#### Work required
Search the records below for the word "board", then return every line where it appears.
_ _ _ _
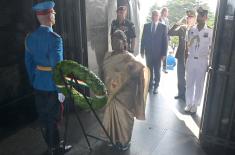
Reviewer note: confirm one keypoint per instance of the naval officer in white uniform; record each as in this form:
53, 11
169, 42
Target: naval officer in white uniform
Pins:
199, 39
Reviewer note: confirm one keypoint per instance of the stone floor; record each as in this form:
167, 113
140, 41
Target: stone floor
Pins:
167, 130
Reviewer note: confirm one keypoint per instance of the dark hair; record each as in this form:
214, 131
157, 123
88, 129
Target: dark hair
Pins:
164, 9
118, 38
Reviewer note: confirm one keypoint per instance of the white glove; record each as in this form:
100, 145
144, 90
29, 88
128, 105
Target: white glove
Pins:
61, 97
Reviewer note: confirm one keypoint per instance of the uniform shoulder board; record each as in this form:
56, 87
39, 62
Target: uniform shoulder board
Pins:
209, 27
55, 34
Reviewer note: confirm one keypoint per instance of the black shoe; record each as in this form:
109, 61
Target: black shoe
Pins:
180, 97
165, 71
52, 151
66, 148
155, 91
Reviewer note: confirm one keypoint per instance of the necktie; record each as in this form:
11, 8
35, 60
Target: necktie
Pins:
153, 27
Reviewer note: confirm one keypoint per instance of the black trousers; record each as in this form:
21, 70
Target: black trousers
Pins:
154, 66
48, 109
181, 76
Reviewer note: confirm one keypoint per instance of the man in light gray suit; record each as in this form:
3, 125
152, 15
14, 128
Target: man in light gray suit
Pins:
154, 44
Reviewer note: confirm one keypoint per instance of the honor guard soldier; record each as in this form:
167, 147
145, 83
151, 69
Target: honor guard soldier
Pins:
121, 23
180, 29
199, 44
43, 50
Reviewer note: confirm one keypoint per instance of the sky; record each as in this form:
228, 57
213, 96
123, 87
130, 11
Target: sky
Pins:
146, 4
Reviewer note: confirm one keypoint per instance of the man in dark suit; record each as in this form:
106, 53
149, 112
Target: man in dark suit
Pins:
154, 44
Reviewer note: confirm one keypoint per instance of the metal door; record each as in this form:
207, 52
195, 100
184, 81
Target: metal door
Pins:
218, 121
71, 25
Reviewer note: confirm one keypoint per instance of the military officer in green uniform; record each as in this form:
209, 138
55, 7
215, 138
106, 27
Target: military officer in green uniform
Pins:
180, 29
121, 23
43, 50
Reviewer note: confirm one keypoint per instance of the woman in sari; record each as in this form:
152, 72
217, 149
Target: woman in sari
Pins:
127, 82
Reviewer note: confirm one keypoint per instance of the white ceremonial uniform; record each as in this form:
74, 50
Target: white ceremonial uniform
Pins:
197, 63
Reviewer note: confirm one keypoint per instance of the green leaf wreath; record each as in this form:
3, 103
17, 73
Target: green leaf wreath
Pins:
86, 78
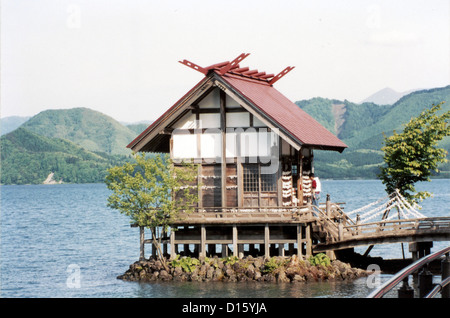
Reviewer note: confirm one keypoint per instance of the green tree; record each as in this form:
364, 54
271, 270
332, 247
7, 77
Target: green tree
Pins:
153, 192
413, 155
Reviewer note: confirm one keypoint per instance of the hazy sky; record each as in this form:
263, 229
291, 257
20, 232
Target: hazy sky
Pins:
121, 57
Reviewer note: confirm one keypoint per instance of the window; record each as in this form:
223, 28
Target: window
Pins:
253, 177
269, 182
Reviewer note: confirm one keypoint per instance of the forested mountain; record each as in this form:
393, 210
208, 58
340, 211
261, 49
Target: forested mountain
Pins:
386, 96
79, 144
361, 127
11, 123
28, 158
87, 128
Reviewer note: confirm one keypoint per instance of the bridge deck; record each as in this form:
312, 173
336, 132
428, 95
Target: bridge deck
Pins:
383, 232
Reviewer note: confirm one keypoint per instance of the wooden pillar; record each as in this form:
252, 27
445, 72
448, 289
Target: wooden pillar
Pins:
141, 243
266, 241
308, 240
224, 250
202, 241
223, 127
299, 241
240, 250
173, 251
235, 251
280, 249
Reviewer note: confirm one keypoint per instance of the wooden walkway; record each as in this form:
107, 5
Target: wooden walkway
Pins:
306, 229
384, 232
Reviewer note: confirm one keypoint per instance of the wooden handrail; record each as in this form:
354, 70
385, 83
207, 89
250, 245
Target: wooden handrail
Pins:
400, 276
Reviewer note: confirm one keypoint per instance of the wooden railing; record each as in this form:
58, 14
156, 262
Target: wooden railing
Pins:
395, 226
224, 215
402, 276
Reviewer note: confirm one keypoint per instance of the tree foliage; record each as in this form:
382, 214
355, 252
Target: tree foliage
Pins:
413, 155
153, 192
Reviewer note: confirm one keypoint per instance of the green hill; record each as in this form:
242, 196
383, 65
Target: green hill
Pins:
87, 128
28, 158
361, 127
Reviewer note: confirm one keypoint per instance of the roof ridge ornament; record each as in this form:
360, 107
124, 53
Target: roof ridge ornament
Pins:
281, 74
233, 68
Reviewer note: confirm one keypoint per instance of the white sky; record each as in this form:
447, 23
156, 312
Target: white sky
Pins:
121, 57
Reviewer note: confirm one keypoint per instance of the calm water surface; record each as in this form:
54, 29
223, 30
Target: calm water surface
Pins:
53, 233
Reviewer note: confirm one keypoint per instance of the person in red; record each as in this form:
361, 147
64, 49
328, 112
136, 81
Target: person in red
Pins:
313, 188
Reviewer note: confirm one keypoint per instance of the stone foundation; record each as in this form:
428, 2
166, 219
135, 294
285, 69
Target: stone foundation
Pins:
231, 269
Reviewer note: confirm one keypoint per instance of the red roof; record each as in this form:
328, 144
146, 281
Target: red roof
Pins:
285, 113
256, 88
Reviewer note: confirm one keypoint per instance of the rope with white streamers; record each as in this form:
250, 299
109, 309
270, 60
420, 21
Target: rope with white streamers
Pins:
396, 200
368, 206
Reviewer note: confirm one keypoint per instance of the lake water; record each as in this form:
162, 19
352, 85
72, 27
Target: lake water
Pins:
62, 241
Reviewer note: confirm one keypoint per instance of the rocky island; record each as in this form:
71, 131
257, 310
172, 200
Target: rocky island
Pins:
232, 269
_ _ _ _
#### Output
Reviewer note: confirm one keypoint per instance of the uniform shoulder board; record each as in this form:
Target: uniform shoulder board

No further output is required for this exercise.